|Dr. Doud obtained his PhD in entomology from Kansas State University. He is currently the Directorof Midland County Mosquito Control (MCMC) in Sanford, Michigan. Dr. Doud came to Midland County in 2014 following retirement from the US Navy as a Medical Entomologist in the Navy Medical Service Corps. He is active in the Michigan Mosquito Control Association (MMCA), currently serving as Chair of the MMCA Legislative Liaison Committee and served as MMCA President in 2019.
Thursday, November 5
Miles Harvey, author of The King of Confidence: A Tale of Utopian Dreamers, Frontier Schemers, True Believers, False Prophets, and the Murder of an American Monarch
Award-winning journalist Miles Harvey examines the life and legacy of James Jesse Strang, the self-proclaimed king of a Mormon "utopia" on Beaver Island in Lake Michigan.
In 1844, after the death of Joseph Smith, the founder of the Mormon Church, Strang was one of several figures who claimed they were his successors. Although Brigham Young eventually emerged as the leader of the main group of Mormons, Strang led his followers out of Young's church and brought them to Beaver Island, though the island was already inhabited by Anishinaabe peoples and some European settlers, where he established his monarchy.
"It's easy to take this stuff sort of like as a joke, but I've got to say, the federal government didn't take it as a joke. President Millard Fillmore, about a year after Strang crowned himself king, was so worried about this quasi-independent kingdom on U.S. soil that he sent in the U.S. Navy …to … the island and bring Strang to justice. What's interesting is that although Strang was put on trial in Detroit in 1851, he and his people were found innocent on all charges," Harvey said. He added, "Strang just had this incredible charisma, and he also had the ability to fool people."
In his book, Strang is portrayed as a complicated character, known for violence, stealing from coastal towns, and running a horse theft ring. But he held some progressive views on women's rights and was an abolitionist.
Learn more about this complicated man and his followers on November 5.

RECORD SET.

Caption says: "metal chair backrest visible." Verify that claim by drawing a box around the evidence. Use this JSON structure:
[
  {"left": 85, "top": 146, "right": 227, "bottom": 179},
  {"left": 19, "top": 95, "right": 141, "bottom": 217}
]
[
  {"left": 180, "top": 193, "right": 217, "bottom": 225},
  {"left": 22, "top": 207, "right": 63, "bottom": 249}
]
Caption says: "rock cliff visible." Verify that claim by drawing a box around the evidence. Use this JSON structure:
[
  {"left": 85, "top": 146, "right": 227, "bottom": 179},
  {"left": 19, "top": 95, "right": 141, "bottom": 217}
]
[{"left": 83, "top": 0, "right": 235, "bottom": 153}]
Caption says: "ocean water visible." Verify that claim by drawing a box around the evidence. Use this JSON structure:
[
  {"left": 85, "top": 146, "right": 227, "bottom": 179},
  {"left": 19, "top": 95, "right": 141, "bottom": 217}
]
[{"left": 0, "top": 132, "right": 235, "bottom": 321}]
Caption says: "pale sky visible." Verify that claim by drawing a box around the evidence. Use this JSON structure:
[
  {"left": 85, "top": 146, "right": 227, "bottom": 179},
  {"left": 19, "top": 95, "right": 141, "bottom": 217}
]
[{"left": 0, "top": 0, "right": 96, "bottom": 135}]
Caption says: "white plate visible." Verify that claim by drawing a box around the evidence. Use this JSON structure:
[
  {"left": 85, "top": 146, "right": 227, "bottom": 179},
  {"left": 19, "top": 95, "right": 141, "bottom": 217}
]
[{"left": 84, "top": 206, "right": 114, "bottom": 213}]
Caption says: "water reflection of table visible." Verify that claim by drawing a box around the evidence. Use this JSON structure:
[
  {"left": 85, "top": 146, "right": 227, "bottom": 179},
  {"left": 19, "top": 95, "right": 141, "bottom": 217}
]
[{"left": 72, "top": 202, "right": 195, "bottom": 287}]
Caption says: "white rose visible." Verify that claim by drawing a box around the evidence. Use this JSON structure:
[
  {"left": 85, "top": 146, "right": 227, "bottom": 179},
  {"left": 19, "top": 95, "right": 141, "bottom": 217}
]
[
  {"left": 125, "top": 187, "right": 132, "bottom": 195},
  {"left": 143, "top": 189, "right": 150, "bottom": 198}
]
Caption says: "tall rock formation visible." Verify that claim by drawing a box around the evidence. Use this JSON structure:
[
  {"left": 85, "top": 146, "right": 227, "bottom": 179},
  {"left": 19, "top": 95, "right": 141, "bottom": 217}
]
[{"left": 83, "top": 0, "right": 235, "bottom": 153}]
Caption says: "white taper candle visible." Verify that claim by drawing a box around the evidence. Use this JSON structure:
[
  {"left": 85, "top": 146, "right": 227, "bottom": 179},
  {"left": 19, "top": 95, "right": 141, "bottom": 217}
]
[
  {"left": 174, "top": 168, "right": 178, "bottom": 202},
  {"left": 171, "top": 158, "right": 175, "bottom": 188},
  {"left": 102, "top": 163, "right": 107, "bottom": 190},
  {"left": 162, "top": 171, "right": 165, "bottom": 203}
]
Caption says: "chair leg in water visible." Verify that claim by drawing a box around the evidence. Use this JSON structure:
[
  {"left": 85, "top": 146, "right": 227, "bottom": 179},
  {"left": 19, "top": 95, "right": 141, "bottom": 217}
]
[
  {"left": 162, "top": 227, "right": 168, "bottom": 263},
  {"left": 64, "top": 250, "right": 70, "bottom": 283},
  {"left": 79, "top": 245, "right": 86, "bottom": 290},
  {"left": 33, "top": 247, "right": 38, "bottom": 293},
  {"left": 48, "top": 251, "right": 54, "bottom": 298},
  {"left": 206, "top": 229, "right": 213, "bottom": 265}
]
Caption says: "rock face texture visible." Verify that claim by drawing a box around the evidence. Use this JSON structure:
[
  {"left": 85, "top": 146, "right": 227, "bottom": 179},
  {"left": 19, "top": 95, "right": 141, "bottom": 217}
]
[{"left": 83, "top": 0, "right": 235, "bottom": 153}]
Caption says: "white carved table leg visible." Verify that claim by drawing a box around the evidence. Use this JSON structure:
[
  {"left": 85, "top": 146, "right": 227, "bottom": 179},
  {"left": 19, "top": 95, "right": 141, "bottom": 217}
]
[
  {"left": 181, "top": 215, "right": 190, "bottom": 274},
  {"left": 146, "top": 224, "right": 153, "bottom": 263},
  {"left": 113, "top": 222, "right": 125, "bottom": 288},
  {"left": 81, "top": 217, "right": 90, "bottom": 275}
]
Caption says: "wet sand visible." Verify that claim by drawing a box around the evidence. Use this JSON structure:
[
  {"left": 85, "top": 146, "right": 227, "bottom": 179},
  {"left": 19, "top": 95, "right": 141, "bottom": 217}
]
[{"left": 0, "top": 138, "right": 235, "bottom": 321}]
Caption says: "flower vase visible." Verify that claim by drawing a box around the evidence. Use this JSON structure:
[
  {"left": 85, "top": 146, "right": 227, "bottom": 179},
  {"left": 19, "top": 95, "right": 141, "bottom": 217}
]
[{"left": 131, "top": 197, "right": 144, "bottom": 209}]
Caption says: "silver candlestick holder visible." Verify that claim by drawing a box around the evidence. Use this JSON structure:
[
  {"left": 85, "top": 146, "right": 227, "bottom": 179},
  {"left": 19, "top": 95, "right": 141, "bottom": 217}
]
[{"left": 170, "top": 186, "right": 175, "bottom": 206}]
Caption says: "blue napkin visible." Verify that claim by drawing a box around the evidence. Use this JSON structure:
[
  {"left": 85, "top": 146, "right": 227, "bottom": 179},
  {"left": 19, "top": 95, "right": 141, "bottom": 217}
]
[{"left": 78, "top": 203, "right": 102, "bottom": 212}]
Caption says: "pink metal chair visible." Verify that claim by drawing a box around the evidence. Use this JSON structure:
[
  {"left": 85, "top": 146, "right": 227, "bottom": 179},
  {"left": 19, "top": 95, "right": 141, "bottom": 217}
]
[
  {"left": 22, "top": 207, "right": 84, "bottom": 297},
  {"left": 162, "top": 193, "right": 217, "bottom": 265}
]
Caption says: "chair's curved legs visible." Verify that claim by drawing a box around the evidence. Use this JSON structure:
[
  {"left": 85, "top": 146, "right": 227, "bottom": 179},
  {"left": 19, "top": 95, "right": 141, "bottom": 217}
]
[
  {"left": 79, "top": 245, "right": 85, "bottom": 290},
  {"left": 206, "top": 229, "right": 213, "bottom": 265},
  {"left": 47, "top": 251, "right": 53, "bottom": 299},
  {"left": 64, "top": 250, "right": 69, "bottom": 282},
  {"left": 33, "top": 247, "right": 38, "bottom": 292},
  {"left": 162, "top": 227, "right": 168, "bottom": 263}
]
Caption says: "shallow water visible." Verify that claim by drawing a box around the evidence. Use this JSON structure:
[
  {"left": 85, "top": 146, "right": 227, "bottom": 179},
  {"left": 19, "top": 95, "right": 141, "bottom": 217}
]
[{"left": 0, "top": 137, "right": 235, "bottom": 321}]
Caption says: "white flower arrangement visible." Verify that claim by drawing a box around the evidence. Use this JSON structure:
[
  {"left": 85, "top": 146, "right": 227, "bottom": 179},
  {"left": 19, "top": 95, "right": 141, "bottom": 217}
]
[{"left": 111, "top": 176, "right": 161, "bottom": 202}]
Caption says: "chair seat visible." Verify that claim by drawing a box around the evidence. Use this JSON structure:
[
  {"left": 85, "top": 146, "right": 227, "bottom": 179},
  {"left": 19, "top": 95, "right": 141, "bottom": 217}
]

QUESTIONS ON THE MATERIAL.
- A) Sum up the event page in two sentences.
- B) Duplicate the part of the event page starting at "In his book, Strang" and ending at "was an abolitionist.".
The listing has no role in this.

RESULTS.
- A) Dr. Doud, who holds a PhD in entomology from Kansas State University, became Director of Midland County Mosquito Control in 2014 after retiring from the US Navy as a Medical Entomologist. On Thursday, November 5, journalist Miles Harvey examines the life and legacy of James Jesse Strang, who led his followers to Beaver Island, crowned himself king, and was tried in Detroit in 1851 but found innocent on all charges.

- B)
In his book, Strang is portrayed as a complicated character, known for violence, stealing from coastal towns, and running a horse theft ring. But he held some progressive views on women's rights and was an abolitionist.